Work item ▸ Line by line, the entries below are to be reproduced unaltered.

◇ ◇ ◇

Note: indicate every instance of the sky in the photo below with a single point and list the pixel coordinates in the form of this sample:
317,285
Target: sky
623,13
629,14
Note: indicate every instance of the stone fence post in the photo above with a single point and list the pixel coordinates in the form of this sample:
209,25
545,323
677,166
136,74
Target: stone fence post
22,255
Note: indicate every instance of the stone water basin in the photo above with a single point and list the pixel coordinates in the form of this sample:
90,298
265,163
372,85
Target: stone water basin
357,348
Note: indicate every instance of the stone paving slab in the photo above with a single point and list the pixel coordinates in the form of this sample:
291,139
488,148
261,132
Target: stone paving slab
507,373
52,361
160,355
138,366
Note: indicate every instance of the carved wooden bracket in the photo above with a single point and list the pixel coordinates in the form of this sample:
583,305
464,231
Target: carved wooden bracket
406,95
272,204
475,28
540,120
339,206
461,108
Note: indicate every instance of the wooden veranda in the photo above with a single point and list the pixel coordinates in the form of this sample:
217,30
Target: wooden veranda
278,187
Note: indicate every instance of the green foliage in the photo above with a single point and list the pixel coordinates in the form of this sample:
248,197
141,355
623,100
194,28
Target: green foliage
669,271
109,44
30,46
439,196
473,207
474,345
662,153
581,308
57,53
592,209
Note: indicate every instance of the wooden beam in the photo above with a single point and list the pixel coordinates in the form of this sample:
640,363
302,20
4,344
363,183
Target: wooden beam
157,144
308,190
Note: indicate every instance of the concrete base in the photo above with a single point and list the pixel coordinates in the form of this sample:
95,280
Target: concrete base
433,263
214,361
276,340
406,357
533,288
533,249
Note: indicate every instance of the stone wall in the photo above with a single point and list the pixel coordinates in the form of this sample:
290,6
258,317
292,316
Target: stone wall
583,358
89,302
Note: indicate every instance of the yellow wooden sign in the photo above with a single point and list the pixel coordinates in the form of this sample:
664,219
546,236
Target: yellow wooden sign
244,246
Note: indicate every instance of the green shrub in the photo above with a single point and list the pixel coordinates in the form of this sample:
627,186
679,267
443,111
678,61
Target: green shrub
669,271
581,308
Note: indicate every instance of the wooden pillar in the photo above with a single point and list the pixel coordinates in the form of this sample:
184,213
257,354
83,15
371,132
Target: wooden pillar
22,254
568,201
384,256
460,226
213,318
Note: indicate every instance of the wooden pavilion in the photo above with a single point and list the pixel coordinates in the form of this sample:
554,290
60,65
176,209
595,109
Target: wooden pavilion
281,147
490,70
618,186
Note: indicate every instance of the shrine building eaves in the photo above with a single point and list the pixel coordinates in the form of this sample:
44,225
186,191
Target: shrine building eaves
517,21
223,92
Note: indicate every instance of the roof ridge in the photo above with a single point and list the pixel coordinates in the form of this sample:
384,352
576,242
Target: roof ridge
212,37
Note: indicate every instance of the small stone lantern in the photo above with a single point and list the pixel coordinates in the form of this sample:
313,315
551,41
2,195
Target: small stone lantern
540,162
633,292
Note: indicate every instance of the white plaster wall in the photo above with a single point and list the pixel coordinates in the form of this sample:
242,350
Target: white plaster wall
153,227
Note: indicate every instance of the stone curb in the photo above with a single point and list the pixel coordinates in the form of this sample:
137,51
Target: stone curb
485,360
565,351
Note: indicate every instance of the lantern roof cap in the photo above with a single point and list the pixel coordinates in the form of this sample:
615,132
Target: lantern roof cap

◇ ◇ ◇

Answer to this task ▸
Note: indicate every instance of the sky in the photo below with a single point and list the pixel coordinates in the form of this sample:
317,285
Target: sky
623,13
629,14
Note: indicate every instance of the stone fence post in the photo above with a single point and list the pixel coordinates in the form of this sample:
209,25
545,323
677,166
136,74
Target: stone fence post
22,255
Note: indicate every instance of the stone water basin in the photo above with a single point and list the pixel coordinates in the form of this sample:
90,298
265,163
372,85
Target: stone water basin
357,348
Note: indicate every instance of the stone paving slab in the photo above with a single point and list the pixel coordinates in the form of this sample:
291,139
488,148
261,132
Target: stone paving slab
507,373
52,361
160,355
138,366
Note: indicate every instance of the carved wooden bracket in the photo above with a single point and list the pixel coordinates in the form of this sample:
583,305
464,231
Target: carved wooden bracket
406,95
272,204
475,28
540,120
339,206
461,108
Note: indicate every instance of the wooden veranda in the photo above with a single point and list the pixel coordinates in the form of this sample:
217,30
Target: wooden veranda
278,187
Note: indicate every instance of the green foliage in the photo above with a single point and list the pixel coordinates in the form of this sample:
248,197
141,355
623,100
194,28
Target: green foliage
669,271
109,44
30,46
439,196
473,207
474,345
662,153
581,308
57,53
592,209
Note: indicate every instance of the wooden beam in the photo above with a single point and list the pixel coordinates in the form of this sample:
640,363
302,20
4,344
363,183
Target: wooden beam
157,144
308,190
Note: indicate every instance of the concrete base in the photo above with a single point and list the pixel coordinates in the form of this sample:
95,280
Target: concrete base
433,263
214,361
276,340
406,357
533,288
533,249
Note: indicate every instance of the stone wall in the photo above with a single point and list the pixel coordinates in the form of this sample:
290,6
258,317
292,316
Target: stone wall
583,358
89,302
Note: indicate every instance of the yellow wooden sign in the photo above with a single point and list the pixel coordinates in the form of this sample:
664,219
546,236
Target: yellow wooden sign
244,246
Note: indicate every instance of the green shrub in the photo above with a single point and list the pixel coordinates in the form of this sample:
627,186
679,267
443,111
678,61
Target: green shrub
669,271
581,308
Note: indicate every instance of the wooden pillar in the photo above with a single point and list the pixel coordinates in the form of this sample:
184,213
257,354
83,15
371,132
Target: wooden pillar
22,254
568,201
384,256
460,226
213,318
Note: indicate every instance of the wooden pavilion in the photo above with a single point and list the pixel coordinates in the form of this sample:
554,290
60,65
176,209
595,109
Target: wooden pavilion
281,147
490,70
618,186
Note: indicate every instance of the shrine building eaves in the photo above with a single point and list the pixel coordinates in the form of this sample:
44,225
186,191
Target: shrine building eaves
517,21
223,92
Note: indicate every instance of the roof ridge in the photo above with a single point and list the pixel coordinates in the form of this sample:
384,352
576,242
Target: roof ridge
212,37
Note: indicate every instance of the small stone lantern in the photo above with a single point and list the pixel coordinates in the form of this sample:
313,315
551,41
2,195
Target: small stone lantern
540,162
633,292
Note: indicate every instance of the white plaster wall in the photo above with a single point and list the pixel coordinates in the form of this sample:
242,350
Target: white plaster wall
153,227
Note: indicate every instance of the stone curb in the photo above with a single point and list the pixel coordinates in the form of this sample:
137,51
Target: stone curb
485,360
565,351
Note: indicate every instance of the lantern roof cap in the photo above with a single point and list the pixel coordinates in the form of this sample:
615,132
Target: lantern roof cap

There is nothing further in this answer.